▸ Your goal: Please write the data out once more, exactly as it is given.

▸ Data for review:
——

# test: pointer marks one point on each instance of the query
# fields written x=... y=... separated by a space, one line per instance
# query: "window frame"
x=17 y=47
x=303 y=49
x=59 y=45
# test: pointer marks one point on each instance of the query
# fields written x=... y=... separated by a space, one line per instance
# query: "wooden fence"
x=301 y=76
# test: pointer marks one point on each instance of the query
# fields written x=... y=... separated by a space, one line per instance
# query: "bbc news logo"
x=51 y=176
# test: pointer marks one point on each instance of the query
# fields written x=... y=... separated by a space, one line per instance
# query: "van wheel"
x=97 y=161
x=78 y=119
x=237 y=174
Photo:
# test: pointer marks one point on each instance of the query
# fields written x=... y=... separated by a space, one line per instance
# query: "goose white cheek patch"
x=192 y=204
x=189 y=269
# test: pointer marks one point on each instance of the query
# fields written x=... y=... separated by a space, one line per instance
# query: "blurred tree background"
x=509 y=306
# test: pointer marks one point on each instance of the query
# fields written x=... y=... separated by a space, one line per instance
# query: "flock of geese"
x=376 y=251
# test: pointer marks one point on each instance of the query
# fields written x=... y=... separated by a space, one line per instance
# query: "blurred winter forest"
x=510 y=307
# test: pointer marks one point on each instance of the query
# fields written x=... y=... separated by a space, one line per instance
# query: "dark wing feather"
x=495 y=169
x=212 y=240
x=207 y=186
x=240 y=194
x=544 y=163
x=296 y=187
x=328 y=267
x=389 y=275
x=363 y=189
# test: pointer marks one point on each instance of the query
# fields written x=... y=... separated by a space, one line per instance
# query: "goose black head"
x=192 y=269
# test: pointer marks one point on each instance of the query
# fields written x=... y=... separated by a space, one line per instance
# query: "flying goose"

——

▸ Response to this exercise:
# test: pointer marks one point on each instance of the query
# fields written x=... y=... separated by a space, one line per instance
# query: "window frame"
x=17 y=47
x=303 y=49
x=59 y=45
# test: pointer marks one point on each instance of the query
# fields written x=... y=... separated by a space, one line per instance
# query: "wooden fence"
x=301 y=76
# test: pointer marks one point on each instance of the query
# fields written x=... y=... separated by a space, one line per instance
# query: "bbc news logo"
x=51 y=176
# test: pointer marks one point on each instance of the query
# fields written x=... y=... separated by a space, one line per instance
# query: "van wheel"
x=97 y=161
x=78 y=119
x=237 y=174
Photo:
# test: pointer marks one point on each instance of the query
# fields written x=... y=... separated by a space, one line per instance
# query: "goose white cheek patch"
x=192 y=204
x=189 y=269
# test: pointer marks one point on each instance of the query
# fields written x=... y=... separated by a space, one line per instance
# query: "blurred tree background"
x=509 y=306
# test: pointer marks one point on each instance of the query
# fields written x=... y=... separated by a space, one line per instance
# query: "flock of geese"
x=376 y=251
# test: pointer marks one point on each instance of the query
# fields written x=... y=... separated by a space, one line per instance
# query: "blurred winter forest"
x=510 y=307
# test: pointer marks one point on each instance of the query
# fields written x=... y=... separated by a space, one line per instance
# query: "dark wing feather"
x=495 y=169
x=212 y=240
x=207 y=186
x=240 y=194
x=544 y=163
x=296 y=187
x=328 y=267
x=389 y=275
x=363 y=189
# test: pointer marks one point on each instance of the query
# fields written x=... y=... separated by a space, one line per instance
# query: "goose black head"
x=192 y=269
# test: pointer marks one point on each instance of the query
# fields written x=... y=... separated by a space, one line per instance
# query: "flying goose"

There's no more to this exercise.